Transcribe the records exactly from the line with "In this exercise you will locate the player's neck" to the end, both included.

━━━ Material provided ━━━

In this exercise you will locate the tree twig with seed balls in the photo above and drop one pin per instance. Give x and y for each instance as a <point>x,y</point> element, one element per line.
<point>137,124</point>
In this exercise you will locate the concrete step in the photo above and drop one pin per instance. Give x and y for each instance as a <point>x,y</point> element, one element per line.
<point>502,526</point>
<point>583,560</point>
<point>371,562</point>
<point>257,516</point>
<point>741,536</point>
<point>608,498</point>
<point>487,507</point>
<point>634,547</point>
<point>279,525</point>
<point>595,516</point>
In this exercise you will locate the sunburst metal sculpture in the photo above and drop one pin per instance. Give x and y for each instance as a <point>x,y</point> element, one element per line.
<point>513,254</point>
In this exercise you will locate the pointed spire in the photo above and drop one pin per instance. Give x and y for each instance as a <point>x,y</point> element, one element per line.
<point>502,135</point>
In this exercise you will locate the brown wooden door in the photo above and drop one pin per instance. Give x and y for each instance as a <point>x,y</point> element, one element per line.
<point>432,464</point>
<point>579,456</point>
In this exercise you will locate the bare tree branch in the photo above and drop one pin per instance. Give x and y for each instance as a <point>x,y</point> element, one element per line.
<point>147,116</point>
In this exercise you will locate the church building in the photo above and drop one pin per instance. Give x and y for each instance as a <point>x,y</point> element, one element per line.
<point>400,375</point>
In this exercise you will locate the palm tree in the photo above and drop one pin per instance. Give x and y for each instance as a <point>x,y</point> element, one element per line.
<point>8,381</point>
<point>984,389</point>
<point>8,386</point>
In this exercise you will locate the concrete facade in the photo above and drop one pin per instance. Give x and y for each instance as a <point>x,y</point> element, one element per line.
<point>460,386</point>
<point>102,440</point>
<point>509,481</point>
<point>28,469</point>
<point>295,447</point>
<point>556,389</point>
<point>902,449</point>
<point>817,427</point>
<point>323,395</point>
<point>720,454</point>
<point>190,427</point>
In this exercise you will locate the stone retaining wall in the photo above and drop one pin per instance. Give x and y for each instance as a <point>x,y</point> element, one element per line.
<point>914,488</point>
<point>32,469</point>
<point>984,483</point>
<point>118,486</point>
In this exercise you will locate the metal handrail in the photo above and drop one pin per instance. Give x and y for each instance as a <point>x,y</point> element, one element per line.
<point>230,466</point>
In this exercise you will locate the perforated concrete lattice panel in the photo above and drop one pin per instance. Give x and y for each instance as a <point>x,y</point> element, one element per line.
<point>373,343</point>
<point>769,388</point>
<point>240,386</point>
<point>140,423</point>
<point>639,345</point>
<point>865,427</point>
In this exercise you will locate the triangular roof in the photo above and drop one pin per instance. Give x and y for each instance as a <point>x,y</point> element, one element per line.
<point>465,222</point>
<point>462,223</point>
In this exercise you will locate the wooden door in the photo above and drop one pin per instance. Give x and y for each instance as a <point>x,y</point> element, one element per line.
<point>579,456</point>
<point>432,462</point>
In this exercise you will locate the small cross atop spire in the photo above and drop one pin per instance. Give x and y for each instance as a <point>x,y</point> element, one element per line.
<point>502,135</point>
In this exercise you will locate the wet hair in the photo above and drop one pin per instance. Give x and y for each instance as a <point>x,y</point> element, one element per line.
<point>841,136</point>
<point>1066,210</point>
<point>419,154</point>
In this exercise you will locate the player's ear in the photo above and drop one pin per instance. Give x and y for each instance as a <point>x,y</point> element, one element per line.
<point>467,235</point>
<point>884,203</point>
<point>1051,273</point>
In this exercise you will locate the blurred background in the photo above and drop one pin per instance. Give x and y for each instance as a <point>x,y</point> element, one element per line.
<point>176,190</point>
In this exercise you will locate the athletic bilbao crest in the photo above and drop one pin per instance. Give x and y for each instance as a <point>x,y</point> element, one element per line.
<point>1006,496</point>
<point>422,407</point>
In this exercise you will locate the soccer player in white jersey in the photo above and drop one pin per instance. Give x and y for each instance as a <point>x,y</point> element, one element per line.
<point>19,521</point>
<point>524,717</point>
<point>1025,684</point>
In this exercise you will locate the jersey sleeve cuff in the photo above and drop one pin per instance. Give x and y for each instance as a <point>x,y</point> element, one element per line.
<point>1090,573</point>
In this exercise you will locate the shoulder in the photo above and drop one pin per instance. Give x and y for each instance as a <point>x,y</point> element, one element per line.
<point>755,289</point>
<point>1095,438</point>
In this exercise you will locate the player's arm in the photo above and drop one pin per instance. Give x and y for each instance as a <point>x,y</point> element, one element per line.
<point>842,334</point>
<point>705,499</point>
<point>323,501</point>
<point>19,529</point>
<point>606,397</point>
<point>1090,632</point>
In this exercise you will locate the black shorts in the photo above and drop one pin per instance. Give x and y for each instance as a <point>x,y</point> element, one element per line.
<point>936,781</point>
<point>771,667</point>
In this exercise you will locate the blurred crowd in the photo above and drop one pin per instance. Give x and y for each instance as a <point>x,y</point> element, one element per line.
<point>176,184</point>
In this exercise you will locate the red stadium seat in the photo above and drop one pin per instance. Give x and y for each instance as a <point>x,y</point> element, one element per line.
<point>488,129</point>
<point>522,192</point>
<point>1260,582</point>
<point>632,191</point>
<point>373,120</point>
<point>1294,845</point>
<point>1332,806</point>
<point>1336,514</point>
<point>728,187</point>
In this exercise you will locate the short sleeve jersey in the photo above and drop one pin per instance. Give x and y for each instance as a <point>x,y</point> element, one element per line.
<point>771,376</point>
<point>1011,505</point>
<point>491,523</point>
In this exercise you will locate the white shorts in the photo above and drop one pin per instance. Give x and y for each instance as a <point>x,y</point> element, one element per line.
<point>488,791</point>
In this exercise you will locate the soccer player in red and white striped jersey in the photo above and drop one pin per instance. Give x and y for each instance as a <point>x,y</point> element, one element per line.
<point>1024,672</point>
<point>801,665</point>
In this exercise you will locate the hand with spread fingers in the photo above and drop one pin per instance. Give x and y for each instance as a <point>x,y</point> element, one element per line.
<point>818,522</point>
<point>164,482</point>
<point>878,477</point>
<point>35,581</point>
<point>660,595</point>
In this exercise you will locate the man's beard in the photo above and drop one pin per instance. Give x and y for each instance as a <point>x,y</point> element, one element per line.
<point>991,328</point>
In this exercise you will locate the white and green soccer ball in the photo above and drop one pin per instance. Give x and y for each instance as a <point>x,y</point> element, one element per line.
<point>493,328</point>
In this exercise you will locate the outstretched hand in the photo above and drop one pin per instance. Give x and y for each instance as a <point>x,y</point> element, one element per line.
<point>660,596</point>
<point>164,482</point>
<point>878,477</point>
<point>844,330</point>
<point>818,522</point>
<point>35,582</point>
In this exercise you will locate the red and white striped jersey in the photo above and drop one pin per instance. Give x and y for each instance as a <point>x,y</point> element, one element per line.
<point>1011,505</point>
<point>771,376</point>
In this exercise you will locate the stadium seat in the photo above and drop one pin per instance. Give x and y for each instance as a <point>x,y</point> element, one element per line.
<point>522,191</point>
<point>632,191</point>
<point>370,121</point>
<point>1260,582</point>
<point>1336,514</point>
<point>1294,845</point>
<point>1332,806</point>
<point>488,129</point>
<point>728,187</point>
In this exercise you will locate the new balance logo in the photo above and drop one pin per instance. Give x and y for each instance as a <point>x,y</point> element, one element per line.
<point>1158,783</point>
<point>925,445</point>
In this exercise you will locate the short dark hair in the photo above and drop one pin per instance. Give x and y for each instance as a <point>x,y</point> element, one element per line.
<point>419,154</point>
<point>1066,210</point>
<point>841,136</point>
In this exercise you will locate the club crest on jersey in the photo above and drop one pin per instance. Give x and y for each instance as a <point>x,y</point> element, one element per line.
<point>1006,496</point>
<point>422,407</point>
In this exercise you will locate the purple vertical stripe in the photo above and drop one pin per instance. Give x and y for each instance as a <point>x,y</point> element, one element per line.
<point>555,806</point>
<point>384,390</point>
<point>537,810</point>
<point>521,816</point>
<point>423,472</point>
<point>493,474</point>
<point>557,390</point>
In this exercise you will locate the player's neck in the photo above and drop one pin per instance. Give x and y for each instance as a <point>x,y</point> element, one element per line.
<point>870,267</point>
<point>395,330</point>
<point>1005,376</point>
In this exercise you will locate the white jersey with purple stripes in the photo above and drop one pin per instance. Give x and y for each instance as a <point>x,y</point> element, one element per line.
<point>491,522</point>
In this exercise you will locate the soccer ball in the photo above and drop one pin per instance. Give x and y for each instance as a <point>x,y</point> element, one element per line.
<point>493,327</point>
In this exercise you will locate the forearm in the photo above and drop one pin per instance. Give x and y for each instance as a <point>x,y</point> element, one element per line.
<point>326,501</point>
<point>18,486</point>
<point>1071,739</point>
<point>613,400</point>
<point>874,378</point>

━━━

§ Exercise response
In this exercise you will locate the player's neck in the photo above and drop one pin per instance. Give x and y for each instance as a <point>x,y</point> element, one element per line.
<point>870,267</point>
<point>395,330</point>
<point>1005,376</point>
In this exercise you will locate the white jersey with purple stripes in the photo above and drop one pin per instance. Give x and y for each instance as a <point>x,y</point> element, one element per line.
<point>491,522</point>
In this exercise you will locate the soccer ball in the photo above and drop one pin per instance. Give x and y for each instance as a <point>x,y</point> element, one element per line.
<point>493,327</point>
In this exercise you will locate the forearm in the photo above and drop one pin per instance. Give x and y for each instance as a <point>x,y</point> element, one element per line.
<point>326,501</point>
<point>18,486</point>
<point>1071,739</point>
<point>613,400</point>
<point>874,378</point>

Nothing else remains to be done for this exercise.